------ RECORDS FOR THIS TASK

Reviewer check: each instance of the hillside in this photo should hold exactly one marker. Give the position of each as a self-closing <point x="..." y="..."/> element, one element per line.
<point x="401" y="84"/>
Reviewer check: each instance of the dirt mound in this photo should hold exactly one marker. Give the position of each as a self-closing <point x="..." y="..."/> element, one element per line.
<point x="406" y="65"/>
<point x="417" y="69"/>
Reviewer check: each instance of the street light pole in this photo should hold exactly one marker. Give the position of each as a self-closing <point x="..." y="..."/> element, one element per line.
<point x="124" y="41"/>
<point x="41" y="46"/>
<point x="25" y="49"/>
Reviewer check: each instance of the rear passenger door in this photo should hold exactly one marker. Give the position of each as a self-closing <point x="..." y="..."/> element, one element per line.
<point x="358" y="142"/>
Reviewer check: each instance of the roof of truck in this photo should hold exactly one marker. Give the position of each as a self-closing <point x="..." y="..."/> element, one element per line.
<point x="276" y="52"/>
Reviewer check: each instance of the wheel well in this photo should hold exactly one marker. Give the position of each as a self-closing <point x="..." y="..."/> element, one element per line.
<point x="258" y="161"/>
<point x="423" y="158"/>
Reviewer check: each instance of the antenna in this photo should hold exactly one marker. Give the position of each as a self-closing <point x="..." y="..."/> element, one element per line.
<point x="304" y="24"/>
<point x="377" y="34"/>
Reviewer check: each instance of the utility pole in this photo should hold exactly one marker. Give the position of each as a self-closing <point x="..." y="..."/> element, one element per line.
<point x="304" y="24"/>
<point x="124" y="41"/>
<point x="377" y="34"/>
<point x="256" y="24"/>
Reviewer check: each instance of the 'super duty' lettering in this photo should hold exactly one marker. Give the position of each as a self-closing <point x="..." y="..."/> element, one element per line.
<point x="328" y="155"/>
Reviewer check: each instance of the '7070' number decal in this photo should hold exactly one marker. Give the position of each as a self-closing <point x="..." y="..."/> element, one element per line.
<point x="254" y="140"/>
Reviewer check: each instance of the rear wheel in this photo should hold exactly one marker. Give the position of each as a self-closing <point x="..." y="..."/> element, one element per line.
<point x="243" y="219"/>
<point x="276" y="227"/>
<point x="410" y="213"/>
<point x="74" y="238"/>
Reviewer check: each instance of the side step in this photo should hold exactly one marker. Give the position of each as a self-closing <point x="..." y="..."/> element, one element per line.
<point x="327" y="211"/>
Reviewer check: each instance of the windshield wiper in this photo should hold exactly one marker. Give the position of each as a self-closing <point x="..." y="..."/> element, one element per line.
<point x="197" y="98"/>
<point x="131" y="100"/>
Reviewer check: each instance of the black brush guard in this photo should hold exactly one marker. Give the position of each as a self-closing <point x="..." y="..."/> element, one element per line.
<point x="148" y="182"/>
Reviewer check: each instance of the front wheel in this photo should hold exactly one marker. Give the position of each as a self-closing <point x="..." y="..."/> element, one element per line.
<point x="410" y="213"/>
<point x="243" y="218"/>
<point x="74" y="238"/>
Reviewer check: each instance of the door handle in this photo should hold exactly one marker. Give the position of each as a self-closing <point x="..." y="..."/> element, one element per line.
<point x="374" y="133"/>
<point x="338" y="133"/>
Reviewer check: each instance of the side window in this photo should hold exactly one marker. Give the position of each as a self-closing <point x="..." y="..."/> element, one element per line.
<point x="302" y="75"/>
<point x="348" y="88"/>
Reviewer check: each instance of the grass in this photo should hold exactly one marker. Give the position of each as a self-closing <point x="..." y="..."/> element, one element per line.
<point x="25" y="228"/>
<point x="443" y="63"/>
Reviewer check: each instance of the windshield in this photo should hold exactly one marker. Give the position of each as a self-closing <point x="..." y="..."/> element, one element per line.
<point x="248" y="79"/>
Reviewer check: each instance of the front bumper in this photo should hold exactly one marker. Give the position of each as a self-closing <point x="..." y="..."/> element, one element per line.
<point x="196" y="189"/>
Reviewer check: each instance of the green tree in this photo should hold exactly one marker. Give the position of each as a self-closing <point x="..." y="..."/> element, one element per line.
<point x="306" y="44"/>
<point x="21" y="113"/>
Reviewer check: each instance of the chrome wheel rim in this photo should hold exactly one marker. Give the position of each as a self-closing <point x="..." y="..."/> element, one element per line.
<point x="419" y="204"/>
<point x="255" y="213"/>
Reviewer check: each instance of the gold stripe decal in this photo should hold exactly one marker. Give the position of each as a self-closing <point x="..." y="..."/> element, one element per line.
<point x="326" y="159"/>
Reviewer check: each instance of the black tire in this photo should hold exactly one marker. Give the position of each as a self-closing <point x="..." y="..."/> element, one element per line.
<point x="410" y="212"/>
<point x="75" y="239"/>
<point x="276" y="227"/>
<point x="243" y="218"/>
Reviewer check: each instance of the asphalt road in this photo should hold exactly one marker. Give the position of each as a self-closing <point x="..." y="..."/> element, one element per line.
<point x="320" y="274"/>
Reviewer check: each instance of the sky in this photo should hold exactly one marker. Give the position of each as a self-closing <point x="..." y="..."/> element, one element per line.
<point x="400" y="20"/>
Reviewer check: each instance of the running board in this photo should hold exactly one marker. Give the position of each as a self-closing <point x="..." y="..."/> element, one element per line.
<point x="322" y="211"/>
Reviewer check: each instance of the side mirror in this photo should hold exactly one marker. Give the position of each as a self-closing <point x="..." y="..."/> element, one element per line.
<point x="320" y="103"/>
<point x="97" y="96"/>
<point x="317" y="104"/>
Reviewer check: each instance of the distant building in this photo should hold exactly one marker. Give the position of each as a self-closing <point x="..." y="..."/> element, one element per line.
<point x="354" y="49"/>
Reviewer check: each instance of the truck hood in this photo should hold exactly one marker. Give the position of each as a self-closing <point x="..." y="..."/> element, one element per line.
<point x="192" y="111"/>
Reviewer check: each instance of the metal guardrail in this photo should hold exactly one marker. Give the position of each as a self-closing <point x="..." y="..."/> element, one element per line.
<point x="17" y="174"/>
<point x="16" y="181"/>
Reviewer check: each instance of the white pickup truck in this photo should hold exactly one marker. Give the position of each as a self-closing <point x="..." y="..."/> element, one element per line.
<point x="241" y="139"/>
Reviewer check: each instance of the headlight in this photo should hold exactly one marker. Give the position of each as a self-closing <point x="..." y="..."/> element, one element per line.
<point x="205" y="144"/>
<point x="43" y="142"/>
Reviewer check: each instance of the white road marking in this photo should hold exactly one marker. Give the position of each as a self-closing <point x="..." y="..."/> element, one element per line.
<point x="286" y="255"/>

------------

### [WHAT YOU WILL DO]
Print each line, exactly as written, from the one that contains "Reviewer check: each instance of the white road" to the end of the data above, with both end lines included and nothing else.

### [OUTPUT FOR THIS TASK]
Reviewer check: each instance of the white road marking in this photo should hold exactly one marker. Give the position of each as a self-closing <point x="..." y="..."/> element, one element per line.
<point x="286" y="255"/>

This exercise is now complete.